**Brief**
Tally the lines in the entries below that contain the string "curation", and reply with only that number.

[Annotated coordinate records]
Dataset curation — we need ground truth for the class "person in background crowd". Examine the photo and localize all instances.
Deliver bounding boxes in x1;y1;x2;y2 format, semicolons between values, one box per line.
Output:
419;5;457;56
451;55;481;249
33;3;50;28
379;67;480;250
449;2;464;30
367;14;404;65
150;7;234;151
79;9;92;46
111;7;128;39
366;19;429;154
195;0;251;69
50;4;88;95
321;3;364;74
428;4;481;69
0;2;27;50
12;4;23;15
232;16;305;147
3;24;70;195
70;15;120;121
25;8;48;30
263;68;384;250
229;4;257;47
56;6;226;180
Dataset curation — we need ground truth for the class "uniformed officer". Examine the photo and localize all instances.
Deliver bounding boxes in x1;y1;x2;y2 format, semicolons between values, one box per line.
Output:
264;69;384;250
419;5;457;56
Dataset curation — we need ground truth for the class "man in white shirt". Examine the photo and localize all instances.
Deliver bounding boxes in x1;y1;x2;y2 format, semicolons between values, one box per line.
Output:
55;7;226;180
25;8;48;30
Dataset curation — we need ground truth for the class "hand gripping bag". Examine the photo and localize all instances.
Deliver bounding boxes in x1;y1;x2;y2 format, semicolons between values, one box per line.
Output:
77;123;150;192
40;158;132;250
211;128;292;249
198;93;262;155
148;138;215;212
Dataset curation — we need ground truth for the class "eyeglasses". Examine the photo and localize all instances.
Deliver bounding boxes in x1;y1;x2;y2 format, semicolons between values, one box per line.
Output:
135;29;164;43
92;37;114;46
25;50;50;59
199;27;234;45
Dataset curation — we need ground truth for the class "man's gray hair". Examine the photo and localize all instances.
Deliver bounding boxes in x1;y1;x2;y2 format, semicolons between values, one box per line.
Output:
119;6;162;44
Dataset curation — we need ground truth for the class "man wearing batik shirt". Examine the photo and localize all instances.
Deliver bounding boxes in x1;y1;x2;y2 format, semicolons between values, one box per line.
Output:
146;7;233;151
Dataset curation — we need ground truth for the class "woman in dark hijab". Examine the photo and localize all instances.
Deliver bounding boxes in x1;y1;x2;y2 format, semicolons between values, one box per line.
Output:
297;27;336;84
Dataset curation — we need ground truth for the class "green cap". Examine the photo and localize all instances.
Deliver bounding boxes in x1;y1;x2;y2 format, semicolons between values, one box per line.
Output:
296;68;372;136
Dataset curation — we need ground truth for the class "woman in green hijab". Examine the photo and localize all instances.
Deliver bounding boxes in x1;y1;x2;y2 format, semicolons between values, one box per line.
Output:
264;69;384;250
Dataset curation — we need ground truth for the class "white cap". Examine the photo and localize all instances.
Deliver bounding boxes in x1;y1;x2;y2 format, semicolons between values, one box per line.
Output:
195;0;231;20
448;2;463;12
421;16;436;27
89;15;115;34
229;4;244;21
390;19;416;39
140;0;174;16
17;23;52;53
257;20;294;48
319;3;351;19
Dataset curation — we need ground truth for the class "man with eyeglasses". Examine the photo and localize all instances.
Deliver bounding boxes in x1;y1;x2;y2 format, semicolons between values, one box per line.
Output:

**Task response**
12